═════ Provided records ═════

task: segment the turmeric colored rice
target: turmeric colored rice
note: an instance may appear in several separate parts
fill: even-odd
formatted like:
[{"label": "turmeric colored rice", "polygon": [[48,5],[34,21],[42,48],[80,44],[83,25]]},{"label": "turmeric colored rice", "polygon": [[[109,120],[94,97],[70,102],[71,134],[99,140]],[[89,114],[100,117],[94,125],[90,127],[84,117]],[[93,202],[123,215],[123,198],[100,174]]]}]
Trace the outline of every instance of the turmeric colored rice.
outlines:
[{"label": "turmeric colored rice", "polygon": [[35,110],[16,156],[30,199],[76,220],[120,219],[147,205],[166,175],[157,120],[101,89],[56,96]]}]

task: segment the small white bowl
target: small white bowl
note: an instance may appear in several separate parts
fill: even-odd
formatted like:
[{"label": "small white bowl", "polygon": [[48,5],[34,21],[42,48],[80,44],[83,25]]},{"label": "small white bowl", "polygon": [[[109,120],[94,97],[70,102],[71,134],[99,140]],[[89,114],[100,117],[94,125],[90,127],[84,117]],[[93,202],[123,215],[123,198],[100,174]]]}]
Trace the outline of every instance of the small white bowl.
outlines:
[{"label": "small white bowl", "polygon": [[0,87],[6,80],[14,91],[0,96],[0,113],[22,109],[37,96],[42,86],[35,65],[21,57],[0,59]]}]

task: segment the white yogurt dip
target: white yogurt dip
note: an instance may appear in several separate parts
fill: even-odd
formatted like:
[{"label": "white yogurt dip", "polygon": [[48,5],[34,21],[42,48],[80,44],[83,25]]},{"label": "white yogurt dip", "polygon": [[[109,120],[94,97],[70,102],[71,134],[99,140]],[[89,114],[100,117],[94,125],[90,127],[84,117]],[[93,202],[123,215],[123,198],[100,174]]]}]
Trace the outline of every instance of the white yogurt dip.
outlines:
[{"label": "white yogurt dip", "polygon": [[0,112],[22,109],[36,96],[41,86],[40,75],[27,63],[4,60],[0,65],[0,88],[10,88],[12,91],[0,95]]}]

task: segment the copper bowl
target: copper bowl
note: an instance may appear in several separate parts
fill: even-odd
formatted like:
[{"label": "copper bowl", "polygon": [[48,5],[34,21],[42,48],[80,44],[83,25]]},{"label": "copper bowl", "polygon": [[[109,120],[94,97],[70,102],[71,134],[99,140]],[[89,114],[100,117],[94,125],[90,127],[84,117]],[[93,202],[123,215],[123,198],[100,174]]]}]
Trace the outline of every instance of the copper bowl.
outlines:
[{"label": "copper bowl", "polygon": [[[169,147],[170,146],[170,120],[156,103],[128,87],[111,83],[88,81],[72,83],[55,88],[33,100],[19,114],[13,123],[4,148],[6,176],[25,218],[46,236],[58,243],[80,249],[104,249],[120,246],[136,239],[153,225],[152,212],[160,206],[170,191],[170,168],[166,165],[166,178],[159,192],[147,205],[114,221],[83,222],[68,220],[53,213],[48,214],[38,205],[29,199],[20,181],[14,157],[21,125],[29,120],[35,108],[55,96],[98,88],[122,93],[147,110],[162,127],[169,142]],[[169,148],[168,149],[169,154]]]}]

═════

Format every line of the rows above as a numbered list, skipping the blank lines.

| Solution for this exercise |
1. task: segment the turmeric colored rice
2. target: turmeric colored rice
3. note: an instance may appear in several separate parts
4. fill: even-odd
5. formatted like:
6. [{"label": "turmeric colored rice", "polygon": [[48,5],[34,21],[42,48],[80,44],[83,25]]},{"label": "turmeric colored rice", "polygon": [[[109,120],[94,97],[70,102],[71,134],[99,140]],[[89,114],[100,117],[94,125],[90,127],[84,117]],[[93,202],[123,215],[123,198],[100,174]]]}]
7. Trace the outline of every instance of the turmeric colored rice.
8. outlines:
9. [{"label": "turmeric colored rice", "polygon": [[35,110],[16,156],[30,199],[76,220],[120,219],[147,205],[166,175],[157,120],[101,89],[56,96]]}]
10. task: segment the small white bowl
11. target: small white bowl
12. note: an instance may appear in several separate parts
13. fill: even-odd
14. formatted like:
15. [{"label": "small white bowl", "polygon": [[48,5],[34,21],[42,48],[80,44],[83,25]]},{"label": "small white bowl", "polygon": [[[109,120],[94,97],[70,102],[71,134],[99,140]],[[89,114],[100,117],[94,125],[90,127],[84,117]],[[93,202],[123,215],[123,198],[100,174]]]}]
16. Trace the outline of every instance of the small white bowl.
17. outlines:
18. [{"label": "small white bowl", "polygon": [[0,87],[6,80],[14,91],[0,96],[0,113],[22,109],[37,96],[42,86],[35,65],[21,57],[0,59]]}]
19. task: segment the white yogurt dip
20. target: white yogurt dip
21. note: an instance may appear in several separate parts
22. fill: even-odd
23. formatted like:
24. [{"label": "white yogurt dip", "polygon": [[48,5],[34,21],[42,48],[80,44],[83,25]]},{"label": "white yogurt dip", "polygon": [[[109,120],[94,97],[70,102],[71,134],[99,140]],[[89,114],[100,117],[94,125],[90,127],[84,117]],[[93,202],[123,215],[123,198],[100,174]]]}]
25. Trace the outline of every instance of the white yogurt dip.
26. outlines:
27. [{"label": "white yogurt dip", "polygon": [[0,112],[22,109],[36,96],[41,86],[40,75],[27,63],[4,60],[0,65],[0,88],[10,88],[12,91],[0,95]]}]
28. task: segment the copper bowl
29. target: copper bowl
30. note: an instance may appear in several separate parts
31. fill: even-odd
32. formatted like:
33. [{"label": "copper bowl", "polygon": [[48,5],[34,21],[42,48],[80,44],[83,25]]},{"label": "copper bowl", "polygon": [[[109,120],[94,97],[70,102],[71,134],[99,140]],[[89,114],[100,117],[94,125],[90,127],[84,117]],[[93,202],[123,215],[123,198],[100,174]]]}]
34. Trace the outline of every instance of the copper bowl.
35. outlines:
36. [{"label": "copper bowl", "polygon": [[[169,147],[170,146],[170,120],[156,103],[128,87],[111,83],[88,81],[72,83],[55,88],[33,100],[19,114],[13,123],[4,148],[6,176],[25,218],[46,236],[58,243],[80,249],[104,249],[120,246],[136,239],[153,225],[152,212],[160,206],[170,191],[170,168],[166,165],[166,178],[159,192],[147,205],[114,221],[83,222],[68,220],[53,213],[48,214],[38,205],[29,199],[20,181],[14,157],[21,125],[29,120],[35,108],[55,96],[98,88],[122,93],[147,110],[162,127],[169,142]],[[169,148],[168,149],[169,154]]]}]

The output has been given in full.